What to do:
Below are records; reproduce exactly the lines from the one containing "# point at: the sisal scratching mat" through the end, both included, and only those.

Stored data:
· · · · · · ·
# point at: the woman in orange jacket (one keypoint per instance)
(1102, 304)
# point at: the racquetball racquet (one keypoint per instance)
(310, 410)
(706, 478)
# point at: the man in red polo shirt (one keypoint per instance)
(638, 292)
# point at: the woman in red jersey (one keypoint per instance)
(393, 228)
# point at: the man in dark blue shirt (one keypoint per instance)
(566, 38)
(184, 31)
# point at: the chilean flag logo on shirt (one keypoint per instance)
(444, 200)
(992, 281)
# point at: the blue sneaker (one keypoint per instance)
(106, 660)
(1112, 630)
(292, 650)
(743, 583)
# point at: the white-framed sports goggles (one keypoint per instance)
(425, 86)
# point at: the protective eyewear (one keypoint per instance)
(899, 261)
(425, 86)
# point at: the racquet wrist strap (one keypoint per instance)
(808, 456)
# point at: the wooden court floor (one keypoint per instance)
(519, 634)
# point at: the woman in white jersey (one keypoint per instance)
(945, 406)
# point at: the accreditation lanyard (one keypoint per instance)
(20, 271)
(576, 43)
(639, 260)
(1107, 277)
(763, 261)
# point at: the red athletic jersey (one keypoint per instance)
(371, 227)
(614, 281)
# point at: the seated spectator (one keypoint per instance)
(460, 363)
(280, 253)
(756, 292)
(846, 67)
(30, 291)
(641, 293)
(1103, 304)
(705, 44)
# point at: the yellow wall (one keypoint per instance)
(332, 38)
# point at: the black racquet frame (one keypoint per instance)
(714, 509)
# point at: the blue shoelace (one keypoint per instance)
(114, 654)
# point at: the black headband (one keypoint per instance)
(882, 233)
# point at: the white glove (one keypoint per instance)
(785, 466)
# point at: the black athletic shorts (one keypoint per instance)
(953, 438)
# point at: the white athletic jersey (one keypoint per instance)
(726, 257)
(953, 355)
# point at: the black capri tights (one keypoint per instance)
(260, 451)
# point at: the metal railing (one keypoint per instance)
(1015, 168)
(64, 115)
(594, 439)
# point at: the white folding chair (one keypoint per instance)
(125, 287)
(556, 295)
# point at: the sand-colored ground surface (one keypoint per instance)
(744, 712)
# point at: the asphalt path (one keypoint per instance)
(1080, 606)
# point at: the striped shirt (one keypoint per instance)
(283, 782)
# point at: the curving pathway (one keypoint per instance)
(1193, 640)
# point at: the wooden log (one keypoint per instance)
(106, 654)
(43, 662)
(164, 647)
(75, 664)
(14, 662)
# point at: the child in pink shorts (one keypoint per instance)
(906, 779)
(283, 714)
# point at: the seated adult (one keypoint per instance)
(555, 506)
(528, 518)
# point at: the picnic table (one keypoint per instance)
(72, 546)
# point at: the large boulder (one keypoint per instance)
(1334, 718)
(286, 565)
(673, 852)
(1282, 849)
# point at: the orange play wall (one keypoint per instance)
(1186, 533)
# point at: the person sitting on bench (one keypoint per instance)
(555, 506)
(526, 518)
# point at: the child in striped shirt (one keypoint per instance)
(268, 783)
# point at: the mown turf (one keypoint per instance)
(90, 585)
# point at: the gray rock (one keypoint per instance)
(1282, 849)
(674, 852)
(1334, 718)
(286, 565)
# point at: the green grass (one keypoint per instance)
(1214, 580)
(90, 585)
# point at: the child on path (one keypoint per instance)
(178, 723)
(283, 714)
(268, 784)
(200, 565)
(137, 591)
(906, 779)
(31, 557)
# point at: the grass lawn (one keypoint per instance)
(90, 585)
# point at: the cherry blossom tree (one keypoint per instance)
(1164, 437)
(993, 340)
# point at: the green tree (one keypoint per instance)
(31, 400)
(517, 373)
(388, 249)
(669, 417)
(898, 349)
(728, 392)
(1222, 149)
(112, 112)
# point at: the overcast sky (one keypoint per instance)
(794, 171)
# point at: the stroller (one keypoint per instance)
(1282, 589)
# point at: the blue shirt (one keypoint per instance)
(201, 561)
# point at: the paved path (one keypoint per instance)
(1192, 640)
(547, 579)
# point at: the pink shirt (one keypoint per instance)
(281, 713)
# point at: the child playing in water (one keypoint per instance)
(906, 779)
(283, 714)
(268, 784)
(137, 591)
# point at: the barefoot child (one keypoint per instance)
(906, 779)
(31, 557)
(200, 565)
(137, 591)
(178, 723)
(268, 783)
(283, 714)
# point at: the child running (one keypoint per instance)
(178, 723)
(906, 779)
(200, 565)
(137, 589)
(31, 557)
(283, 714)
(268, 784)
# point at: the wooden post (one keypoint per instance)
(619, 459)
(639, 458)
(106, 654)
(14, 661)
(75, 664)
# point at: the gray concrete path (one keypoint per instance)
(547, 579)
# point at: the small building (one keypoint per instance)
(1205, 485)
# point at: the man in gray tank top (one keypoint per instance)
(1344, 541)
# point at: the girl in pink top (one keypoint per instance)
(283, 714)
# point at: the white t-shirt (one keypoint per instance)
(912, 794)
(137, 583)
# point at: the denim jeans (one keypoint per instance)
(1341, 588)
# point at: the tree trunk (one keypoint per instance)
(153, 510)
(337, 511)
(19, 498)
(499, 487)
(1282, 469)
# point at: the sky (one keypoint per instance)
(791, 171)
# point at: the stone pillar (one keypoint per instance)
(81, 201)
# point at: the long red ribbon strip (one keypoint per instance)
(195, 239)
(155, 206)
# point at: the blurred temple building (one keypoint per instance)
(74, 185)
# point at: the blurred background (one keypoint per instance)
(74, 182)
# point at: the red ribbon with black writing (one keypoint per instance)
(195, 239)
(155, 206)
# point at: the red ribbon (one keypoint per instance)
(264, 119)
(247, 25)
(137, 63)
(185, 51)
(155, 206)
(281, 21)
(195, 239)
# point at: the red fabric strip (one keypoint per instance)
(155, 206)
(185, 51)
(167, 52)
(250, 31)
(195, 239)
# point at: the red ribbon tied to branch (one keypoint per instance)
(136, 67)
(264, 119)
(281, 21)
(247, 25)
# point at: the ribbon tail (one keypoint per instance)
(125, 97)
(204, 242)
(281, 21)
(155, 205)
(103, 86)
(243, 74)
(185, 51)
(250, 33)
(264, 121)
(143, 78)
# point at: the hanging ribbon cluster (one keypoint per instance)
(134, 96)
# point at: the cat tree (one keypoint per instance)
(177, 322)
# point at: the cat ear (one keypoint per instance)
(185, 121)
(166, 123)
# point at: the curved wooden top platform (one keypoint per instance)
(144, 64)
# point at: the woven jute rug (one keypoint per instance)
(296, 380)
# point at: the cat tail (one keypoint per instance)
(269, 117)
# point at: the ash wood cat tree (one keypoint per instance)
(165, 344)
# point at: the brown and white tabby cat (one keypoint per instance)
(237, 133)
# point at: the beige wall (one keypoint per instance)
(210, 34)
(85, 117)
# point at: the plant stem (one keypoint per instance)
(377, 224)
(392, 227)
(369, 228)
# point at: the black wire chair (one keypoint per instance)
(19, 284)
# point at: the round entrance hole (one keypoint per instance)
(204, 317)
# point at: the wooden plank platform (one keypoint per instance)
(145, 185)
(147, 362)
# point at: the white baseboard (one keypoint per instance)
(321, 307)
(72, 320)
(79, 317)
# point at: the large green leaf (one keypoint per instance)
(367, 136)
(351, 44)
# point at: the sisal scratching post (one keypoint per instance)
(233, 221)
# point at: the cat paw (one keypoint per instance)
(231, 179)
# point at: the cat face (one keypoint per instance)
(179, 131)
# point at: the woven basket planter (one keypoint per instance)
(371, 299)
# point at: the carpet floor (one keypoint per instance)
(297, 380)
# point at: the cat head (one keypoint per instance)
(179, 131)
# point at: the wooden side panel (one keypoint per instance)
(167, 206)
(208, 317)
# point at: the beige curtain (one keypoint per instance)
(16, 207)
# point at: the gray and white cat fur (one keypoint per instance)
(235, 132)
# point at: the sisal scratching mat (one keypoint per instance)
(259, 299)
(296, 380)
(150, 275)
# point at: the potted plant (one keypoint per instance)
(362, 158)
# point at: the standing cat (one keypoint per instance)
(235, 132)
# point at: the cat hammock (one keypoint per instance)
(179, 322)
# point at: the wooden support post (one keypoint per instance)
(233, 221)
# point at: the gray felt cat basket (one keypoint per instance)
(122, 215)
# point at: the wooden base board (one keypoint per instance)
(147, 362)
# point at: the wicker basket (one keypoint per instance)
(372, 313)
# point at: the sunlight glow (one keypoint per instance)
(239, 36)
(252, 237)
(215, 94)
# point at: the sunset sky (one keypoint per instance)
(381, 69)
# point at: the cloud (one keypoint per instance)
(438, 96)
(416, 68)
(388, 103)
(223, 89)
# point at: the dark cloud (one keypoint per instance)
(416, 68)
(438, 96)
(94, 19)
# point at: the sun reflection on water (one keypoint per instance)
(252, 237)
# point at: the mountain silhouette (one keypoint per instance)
· · · · · · ·
Correct answer:
# point at: the sisal scratching mat (one keypoint per instance)
(259, 299)
(296, 380)
(150, 275)
# point at: the potted plant (one keypoint per instance)
(362, 158)
# point at: the standing cat (one keypoint per instance)
(235, 132)
# point at: the cat hammock (one keypoint per instance)
(179, 322)
# point at: the wooden support post (one keypoint per instance)
(233, 221)
# point at: the gray felt cat basket (one keypoint per instance)
(122, 215)
# point at: the wooden base board (one keypoint per instance)
(147, 362)
# point at: the wicker basket (one keypoint per instance)
(372, 313)
# point at: the sunlight glow (one keypoint per instance)
(239, 36)
(252, 237)
(215, 94)
# point at: the sunset sky (one keypoint per instance)
(381, 69)
# point at: the cloud (one keypoint per instance)
(438, 96)
(416, 68)
(388, 103)
(223, 89)
# point at: the dark cloud (one keypoint per instance)
(416, 68)
(438, 96)
(94, 19)
# point at: the sun reflection on water (one keypoint per instance)
(252, 237)
# point at: the mountain silhouette (one keypoint per instance)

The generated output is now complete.